* _Required work_
Write out each of the following entries line for line, changing nothing.
-- Material for this exercise follows --
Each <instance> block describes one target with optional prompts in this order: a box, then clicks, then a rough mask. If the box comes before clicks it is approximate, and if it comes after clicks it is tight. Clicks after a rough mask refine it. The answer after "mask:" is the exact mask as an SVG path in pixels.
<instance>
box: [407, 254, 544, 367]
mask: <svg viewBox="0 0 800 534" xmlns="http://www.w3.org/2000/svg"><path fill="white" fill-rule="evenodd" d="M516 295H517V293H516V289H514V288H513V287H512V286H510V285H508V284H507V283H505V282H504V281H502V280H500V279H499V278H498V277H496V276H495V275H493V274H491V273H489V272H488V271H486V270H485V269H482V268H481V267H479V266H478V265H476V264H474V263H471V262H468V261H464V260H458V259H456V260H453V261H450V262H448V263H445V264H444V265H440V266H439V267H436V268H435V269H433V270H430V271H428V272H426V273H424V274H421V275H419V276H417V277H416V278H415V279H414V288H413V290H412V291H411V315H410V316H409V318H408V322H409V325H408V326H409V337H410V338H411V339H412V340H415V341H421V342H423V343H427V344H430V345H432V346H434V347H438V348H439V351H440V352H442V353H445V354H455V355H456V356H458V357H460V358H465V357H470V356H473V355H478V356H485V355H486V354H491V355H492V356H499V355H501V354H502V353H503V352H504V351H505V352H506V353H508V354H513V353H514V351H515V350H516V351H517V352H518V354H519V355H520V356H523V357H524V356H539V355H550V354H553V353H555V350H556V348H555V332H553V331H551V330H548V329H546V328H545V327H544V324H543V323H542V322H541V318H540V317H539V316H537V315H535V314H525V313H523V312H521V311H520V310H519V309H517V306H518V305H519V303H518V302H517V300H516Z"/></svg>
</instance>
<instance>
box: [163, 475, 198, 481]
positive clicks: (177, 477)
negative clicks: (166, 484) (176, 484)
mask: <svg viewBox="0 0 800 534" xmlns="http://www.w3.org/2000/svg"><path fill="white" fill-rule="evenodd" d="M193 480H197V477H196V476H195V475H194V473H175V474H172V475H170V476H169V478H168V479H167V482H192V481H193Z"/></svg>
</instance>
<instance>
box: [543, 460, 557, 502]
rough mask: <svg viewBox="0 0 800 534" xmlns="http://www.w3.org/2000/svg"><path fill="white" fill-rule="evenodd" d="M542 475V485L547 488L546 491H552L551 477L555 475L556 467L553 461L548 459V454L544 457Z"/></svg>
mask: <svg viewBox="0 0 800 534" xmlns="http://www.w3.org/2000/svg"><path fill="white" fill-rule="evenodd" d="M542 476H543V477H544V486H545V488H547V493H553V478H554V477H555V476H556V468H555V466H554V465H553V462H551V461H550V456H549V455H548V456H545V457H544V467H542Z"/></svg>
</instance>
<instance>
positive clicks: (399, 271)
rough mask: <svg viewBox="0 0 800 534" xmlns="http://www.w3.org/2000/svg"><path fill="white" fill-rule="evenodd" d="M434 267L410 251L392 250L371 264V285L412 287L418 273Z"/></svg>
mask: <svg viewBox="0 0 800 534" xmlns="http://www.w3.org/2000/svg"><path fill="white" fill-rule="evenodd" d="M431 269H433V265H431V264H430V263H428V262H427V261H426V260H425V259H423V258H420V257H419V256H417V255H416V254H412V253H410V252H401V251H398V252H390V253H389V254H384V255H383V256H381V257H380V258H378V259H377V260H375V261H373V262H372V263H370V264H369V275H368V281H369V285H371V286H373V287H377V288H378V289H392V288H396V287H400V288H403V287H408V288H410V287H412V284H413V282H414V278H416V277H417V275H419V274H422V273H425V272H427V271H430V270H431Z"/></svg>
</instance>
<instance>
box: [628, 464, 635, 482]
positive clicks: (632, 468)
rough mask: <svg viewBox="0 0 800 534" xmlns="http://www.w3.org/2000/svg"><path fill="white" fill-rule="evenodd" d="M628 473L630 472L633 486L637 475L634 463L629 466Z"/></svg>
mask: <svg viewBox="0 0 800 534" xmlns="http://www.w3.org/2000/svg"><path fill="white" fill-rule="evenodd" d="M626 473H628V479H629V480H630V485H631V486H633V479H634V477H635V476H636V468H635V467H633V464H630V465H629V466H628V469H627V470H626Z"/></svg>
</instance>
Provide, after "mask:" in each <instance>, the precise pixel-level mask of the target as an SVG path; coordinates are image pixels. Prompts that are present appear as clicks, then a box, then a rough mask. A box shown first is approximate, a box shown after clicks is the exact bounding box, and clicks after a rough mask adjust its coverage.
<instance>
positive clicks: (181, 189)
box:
-- Material for this exercise concluded --
* _Task solution_
Each <instance> block describes one target with optional prompts in this order: a box, then clicks, then a rough mask. If the box comes before clicks it is approximate, and if it comes after clicks it is tight. Clicks after a rough mask refine it. The answer after "mask:" is the exact mask as an SVG path in pixels.
<instance>
box: [407, 254, 544, 367]
mask: <svg viewBox="0 0 800 534" xmlns="http://www.w3.org/2000/svg"><path fill="white" fill-rule="evenodd" d="M516 295H517V293H516V289H514V288H513V287H512V286H510V285H508V284H507V283H505V282H504V281H502V280H500V279H499V278H498V277H496V276H495V275H493V274H491V273H489V272H488V271H486V270H485V269H482V268H481V267H479V266H478V265H476V264H474V263H471V262H468V261H464V260H458V259H456V260H453V261H450V262H448V263H445V264H444V265H440V266H439V267H436V268H435V269H433V270H430V271H428V272H426V273H424V274H421V275H419V276H417V277H416V278H415V279H414V288H413V290H412V291H411V315H410V316H409V318H408V322H409V325H408V326H409V337H410V338H411V339H412V340H415V341H421V342H423V343H427V344H430V345H432V346H434V347H438V348H439V351H440V352H442V353H445V354H455V355H456V356H458V357H460V358H465V357H470V356H473V355H478V356H485V355H486V354H491V355H492V356H499V355H501V354H502V353H503V352H504V351H505V352H506V353H508V354H513V353H514V351H515V350H516V351H517V352H518V354H519V355H520V356H523V357H524V356H539V355H550V354H553V353H555V350H556V348H555V332H553V331H551V330H548V329H546V328H545V327H544V324H543V323H542V322H541V318H540V317H539V316H537V315H535V314H525V313H523V312H521V311H520V310H519V309H517V306H518V305H519V303H518V302H517V300H516Z"/></svg>
</instance>
<instance>
box: [163, 475, 198, 481]
positive clicks: (177, 477)
negative clicks: (166, 484) (176, 484)
mask: <svg viewBox="0 0 800 534" xmlns="http://www.w3.org/2000/svg"><path fill="white" fill-rule="evenodd" d="M193 480H197V477H196V476H195V475H194V473H175V474H172V475H170V476H169V478H168V479H167V482H192V481H193Z"/></svg>
</instance>
<instance>
box: [543, 460, 557, 502]
rough mask: <svg viewBox="0 0 800 534" xmlns="http://www.w3.org/2000/svg"><path fill="white" fill-rule="evenodd" d="M542 475V485L547 488L546 491H552L551 477L555 475L556 467L553 461L548 459V454L544 457Z"/></svg>
mask: <svg viewBox="0 0 800 534" xmlns="http://www.w3.org/2000/svg"><path fill="white" fill-rule="evenodd" d="M542 476H543V477H544V486H545V488H547V493H553V478H554V477H555V476H556V468H555V466H554V465H553V462H551V461H550V456H549V455H548V456H545V457H544V467H542Z"/></svg>
</instance>
<instance>
positive clicks: (399, 271)
rough mask: <svg viewBox="0 0 800 534" xmlns="http://www.w3.org/2000/svg"><path fill="white" fill-rule="evenodd" d="M434 267L410 251L392 250L371 264V285L412 287L418 273Z"/></svg>
mask: <svg viewBox="0 0 800 534" xmlns="http://www.w3.org/2000/svg"><path fill="white" fill-rule="evenodd" d="M431 269H433V265H431V264H430V263H428V262H427V261H426V260H425V259H423V258H420V257H419V256H417V255H416V254H412V253H410V252H401V251H398V252H390V253H389V254H384V255H383V256H381V257H380V258H378V259H377V260H375V261H373V262H372V263H370V264H369V275H368V281H369V285H371V286H373V287H377V288H378V289H392V288H396V287H400V288H403V287H408V288H410V287H412V284H413V282H414V278H416V277H417V275H419V274H422V273H425V272H427V271H430V270H431Z"/></svg>
</instance>
<instance>
box: [628, 464, 635, 482]
positive clicks: (632, 468)
rough mask: <svg viewBox="0 0 800 534" xmlns="http://www.w3.org/2000/svg"><path fill="white" fill-rule="evenodd" d="M628 473L630 472L633 486L637 475L634 463L629 466Z"/></svg>
mask: <svg viewBox="0 0 800 534" xmlns="http://www.w3.org/2000/svg"><path fill="white" fill-rule="evenodd" d="M626 473H628V479H629V480H630V485H631V486H633V479H634V477H635V476H636V468H635V467H633V464H630V465H629V466H628V469H627V470H626Z"/></svg>
</instance>
Provide, after "mask:" in each <instance>, the precise pixel-level mask of the target as an SVG path; coordinates are image pixels. Prompts that are present appear as clicks, then a box, then a rough mask. A box shown first is approximate, a box shown after clicks is the exact bounding box, and clicks after a rough mask adjust its coverage.
<instance>
positive clicks: (181, 189)
box:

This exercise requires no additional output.